## THE PROBLEM
Repeat the portion of the adoption ruling text below between "While hearing the" and "the Court said.", inclusive.

## PROVIDED TEXT
Article 15(3) of the Constitution of India enables the State to make special provision for women and children despite prohibition of discrimination on grounds of religion, race, caste, sex or place of birth under Article 15.

Justice GR Swaminathan, who delivered the judgment, also raised serious concern about the administrative delays in adoption procedures. He remarked that such delays “deprive the child of the formative experiences and opportunities that could alter their life's trajectory.”

The judge pointed out that “as many as 13 prospective parents are waiting for every single child declared legally free for adoption,” which creates an imbalance. This, coupled with procedural bottlenecks, means that many children “spend their crucial early years in institutional care rather than in stable, loving homes.”

He stressed that authorities functioning under the JJ Act are duty-bound to expedite the process so that children can receive the “timely access to a nurturing environment essential for their overall well-being, development, and equitable life opportunities.”

The matter arose from a petition filed by a Muslim man whose adoption deed was refused registration. He and his wife, who did not have children of their own, sought to adopt the son of his late brother.

The child’s mother had agreed to the adoption, and an adoption deed was executed on September 13, 2025. However, the registering authority declined to register it, prompting the petitioner to approach the High Court.

While hearing the case, the court acknowledged that Islamic law does not recognize adoption, but clarified that the Juvenile Justice Acts of 2000 and 2015 “enable adoption by willing parents de hors their religious background.” This means willing parents can adopt regardless of their religious background under the Act.

Referring to the Supreme Court’s judgment in Shabnam Hasmi v. Union of India (2014), the Court said that the JJ Act provides individuals with a choice -- either to adopt under the provisions of the JJ Act or to choose not to do by following the dictates of their personal laws.

Thus, though religions like Islam and Christianity do not recognise adoption traditionally, their followers are legally free to adopt a child in terms of the statutory scheme of the JJ Act, the Court said.

At the same time, Justice Swaminathan noted that Section 56(3) of the JJ Act specifically excludes Hindus from its ambit, as they already have a separate personal law governing adoption in in Hindu Adoptions and Maintenance Act, 1956.

## AVAILABLE DATA
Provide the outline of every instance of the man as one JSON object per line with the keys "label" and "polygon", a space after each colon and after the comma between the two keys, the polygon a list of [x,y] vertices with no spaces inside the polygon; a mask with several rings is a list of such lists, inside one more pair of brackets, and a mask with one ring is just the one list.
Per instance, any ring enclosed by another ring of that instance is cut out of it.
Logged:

## SOLUTION TO THE PROBLEM
While hearing the case, the court acknowledged that Islamic law does not recognize adoption, but clarified that the Juvenile Justice Acts of 2000 and 2015 “enable adoption by willing parents de hors their religious background.” This means willing parents can adopt regardless of their religious background under the Act.

Referring to the Supreme Court’s judgment in Shabnam Hasmi v. Union of India (2014), the Court said that the JJ Act provides individuals with a choice -- either to adopt under the provisions of the JJ Act or to choose not to do by following the dictates of their personal laws.

Thus, though religions like Islam and Christianity do not recognise adoption traditionally, their followers are legally free to adopt a child in terms of the statutory scheme of the JJ Act, the Court said.